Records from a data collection
+===+

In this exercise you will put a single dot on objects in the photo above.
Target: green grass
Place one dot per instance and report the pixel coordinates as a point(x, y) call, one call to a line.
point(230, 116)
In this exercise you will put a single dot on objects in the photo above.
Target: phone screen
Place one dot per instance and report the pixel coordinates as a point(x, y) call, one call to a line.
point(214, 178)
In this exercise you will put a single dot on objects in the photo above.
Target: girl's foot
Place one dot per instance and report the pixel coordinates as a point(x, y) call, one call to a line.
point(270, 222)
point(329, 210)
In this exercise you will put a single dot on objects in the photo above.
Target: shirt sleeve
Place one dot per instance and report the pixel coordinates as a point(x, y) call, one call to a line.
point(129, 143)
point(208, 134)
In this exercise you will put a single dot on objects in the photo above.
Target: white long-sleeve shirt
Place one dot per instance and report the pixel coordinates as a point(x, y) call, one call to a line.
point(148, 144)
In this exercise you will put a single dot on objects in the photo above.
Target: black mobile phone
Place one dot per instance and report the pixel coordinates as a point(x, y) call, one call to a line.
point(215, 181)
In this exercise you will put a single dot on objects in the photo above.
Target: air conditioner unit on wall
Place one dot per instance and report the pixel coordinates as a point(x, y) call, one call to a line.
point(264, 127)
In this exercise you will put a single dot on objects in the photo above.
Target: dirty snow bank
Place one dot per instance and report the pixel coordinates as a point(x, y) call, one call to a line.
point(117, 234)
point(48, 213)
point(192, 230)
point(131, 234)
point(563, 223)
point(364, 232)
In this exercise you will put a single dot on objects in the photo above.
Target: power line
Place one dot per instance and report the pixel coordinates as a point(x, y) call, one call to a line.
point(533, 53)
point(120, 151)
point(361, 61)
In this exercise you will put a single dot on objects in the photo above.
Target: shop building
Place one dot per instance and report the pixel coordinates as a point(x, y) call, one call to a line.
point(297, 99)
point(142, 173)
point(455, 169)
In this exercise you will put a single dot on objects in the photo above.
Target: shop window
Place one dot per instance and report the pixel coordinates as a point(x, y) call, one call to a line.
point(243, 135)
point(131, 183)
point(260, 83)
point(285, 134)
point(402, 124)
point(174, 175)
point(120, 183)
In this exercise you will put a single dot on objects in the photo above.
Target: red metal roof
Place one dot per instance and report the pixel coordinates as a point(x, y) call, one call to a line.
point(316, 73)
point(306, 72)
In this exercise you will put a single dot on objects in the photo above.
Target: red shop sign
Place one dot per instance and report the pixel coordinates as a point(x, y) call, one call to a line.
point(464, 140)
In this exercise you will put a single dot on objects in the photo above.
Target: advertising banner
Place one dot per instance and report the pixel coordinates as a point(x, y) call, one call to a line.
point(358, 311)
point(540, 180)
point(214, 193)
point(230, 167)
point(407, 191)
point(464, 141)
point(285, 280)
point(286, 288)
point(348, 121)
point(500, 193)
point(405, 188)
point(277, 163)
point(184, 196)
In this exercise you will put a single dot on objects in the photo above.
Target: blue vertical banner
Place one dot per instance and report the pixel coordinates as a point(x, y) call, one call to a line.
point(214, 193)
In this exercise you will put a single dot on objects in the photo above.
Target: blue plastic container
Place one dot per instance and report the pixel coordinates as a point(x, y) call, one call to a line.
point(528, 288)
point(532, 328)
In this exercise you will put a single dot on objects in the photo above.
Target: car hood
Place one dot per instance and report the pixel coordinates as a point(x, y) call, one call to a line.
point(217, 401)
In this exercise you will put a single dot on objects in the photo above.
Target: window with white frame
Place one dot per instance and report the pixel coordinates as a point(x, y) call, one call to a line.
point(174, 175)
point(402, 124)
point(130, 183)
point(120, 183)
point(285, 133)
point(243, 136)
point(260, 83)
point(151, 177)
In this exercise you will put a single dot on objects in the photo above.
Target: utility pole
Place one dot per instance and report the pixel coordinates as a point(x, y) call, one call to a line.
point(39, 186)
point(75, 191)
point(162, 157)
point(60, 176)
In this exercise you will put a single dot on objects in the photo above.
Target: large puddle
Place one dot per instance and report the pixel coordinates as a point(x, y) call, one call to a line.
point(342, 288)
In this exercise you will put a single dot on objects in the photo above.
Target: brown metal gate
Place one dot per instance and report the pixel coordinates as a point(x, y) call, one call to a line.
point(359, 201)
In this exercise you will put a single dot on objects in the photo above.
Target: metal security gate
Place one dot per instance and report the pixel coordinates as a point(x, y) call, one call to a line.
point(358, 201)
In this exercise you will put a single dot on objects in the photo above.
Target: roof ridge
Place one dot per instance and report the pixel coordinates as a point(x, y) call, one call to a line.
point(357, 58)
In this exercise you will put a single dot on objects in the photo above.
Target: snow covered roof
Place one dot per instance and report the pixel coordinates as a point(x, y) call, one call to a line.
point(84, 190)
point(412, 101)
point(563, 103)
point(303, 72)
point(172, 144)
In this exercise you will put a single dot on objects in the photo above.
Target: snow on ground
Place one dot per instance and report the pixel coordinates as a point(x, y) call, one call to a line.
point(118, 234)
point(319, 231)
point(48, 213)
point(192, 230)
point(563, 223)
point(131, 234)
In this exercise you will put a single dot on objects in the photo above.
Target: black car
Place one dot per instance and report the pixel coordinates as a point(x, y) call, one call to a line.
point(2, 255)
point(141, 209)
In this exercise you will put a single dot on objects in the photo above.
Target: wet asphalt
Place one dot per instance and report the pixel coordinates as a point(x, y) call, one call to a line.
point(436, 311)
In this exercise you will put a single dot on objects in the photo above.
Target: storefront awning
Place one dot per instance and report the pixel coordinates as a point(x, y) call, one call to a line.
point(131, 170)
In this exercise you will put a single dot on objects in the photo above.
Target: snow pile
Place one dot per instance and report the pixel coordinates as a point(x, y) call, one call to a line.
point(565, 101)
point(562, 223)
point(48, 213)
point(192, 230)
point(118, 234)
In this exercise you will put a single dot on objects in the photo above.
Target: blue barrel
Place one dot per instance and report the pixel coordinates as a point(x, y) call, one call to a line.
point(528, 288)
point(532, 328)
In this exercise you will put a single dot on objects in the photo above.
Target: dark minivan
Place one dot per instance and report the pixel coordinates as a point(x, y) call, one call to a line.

+===+

Problem requirements
Among the lines of the data, identify those with the word "white". Copy each of them.

Result for this exercise
Target: white long-sleeve shirt
Target: window with white frame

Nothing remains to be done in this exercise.